• [READING PASSAGE]:
##########

Both the best and the worst thing about funny poems is that it’s easier to gauge how well you’ve gone down. If the audience laughs very loudly, you know your poem hit the spot. If they receive it in stony silence, you know you’ve failed miserably. Whereas, with serious poems, it’s all a lot more mysterious. Is that silence the pregnant silence of an enraptured audience hanging on your every word? Or is it the silence of 200 bored people simultaneously letting their minds drift onto whether they left the gas on and whether Tesco Express will still be open when they leave the venue and if there’ll still be any cat food left?

One thing I like to do is to switch to a serious poem after a string of comic ones. Audiences usually hate this. They start off laughing, because they assume I’m still trying to be funny, then as the penny drops, the laughs start to dry up and they look deeply, deeply uncomfortable, because they can’t work out what I expect of them and they feel stupid for having laughed in the first place. And this is exactly how I want them to feel. Because if I’m doing a poem about my mental illness or having been raped, I damn well want the audience to feel uncomfortable – I don’t want them to be sitting there having a feelgood moment, smugly congratulating themselves on how right-on and compassionate they are, which I feel happens way too much in spoken word.

6. How do you rehearse and memorise your work?

I don’t rehearse enough – I spend a lot of time on trains and much of my rehearsal consists of running through lines in my head while on the Taunton to Bristol Parkway line. Or pacing around mouthing the lines sotto voce on a draughty platform. 
Fortunately, I have always had a near-photographic memory, so memorisation has rarely been a major challenge (although I have dried on poems I knew well when nervous and the first outing for any poem is often a hit-and-miss affair). It helps if the poem is a narrative one, especially if it’s in chronological order, because it’s pretty obvious that C comes after B. Rhyme ought to help, but it’s also much more obvious when you get wrong.

7. What would you say was your best gig?
That’s a hard one to answer, as every gig is special in its own way (unless it goes badly, in which case it’s hideous).

##########

• [AIM]:
Answer these questions using the interview excerpt on performing poetry above:
1. According to the writer, what shows that a funny poem hit the spot?
2. On which train line does the writer rehearse by running through lines in their head?
3. What kind of poem does the writer say is easier to memorize?

• [PROVIDED DATA]:
##########

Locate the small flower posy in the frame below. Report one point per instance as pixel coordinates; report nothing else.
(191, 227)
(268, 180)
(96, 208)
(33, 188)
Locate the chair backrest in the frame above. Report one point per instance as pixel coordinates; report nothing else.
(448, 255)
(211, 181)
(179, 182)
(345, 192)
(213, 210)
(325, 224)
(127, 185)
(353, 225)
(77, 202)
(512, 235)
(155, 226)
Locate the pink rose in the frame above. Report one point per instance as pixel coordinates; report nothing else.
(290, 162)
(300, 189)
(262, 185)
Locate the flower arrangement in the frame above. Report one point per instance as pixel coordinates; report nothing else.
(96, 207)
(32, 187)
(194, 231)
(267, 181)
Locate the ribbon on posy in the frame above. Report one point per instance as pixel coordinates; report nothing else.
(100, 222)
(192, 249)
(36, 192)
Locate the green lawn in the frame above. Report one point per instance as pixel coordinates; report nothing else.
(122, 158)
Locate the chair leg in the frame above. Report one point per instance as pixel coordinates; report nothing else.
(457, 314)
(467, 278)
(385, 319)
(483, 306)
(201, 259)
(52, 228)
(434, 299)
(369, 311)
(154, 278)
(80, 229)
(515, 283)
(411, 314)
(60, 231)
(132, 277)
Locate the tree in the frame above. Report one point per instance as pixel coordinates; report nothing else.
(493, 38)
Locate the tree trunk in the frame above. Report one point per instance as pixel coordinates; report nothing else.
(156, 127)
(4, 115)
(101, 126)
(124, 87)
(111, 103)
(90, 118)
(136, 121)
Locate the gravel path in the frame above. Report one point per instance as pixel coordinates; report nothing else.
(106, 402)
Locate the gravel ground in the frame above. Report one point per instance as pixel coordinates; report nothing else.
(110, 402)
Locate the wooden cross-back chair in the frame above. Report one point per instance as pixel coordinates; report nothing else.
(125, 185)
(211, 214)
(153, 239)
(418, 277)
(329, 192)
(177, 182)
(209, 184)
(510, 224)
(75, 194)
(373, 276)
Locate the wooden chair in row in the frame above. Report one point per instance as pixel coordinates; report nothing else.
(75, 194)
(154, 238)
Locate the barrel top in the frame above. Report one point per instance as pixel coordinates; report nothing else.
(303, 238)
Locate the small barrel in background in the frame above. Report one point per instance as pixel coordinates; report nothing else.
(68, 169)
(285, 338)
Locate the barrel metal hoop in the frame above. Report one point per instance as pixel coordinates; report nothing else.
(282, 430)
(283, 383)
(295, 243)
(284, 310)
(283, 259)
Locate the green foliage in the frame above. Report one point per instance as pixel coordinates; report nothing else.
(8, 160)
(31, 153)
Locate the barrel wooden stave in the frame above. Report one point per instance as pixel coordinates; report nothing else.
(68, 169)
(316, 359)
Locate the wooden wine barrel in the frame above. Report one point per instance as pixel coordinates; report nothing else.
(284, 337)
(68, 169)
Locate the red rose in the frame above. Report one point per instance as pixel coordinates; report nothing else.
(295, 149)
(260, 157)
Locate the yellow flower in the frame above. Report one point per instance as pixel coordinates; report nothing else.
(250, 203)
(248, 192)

##########

• [TASK OUTPUT]:
1. The audience laughs very loudly.
2. The Taunton to Bristol Parkway line.
3. A narrative poem, especially one in chronological order.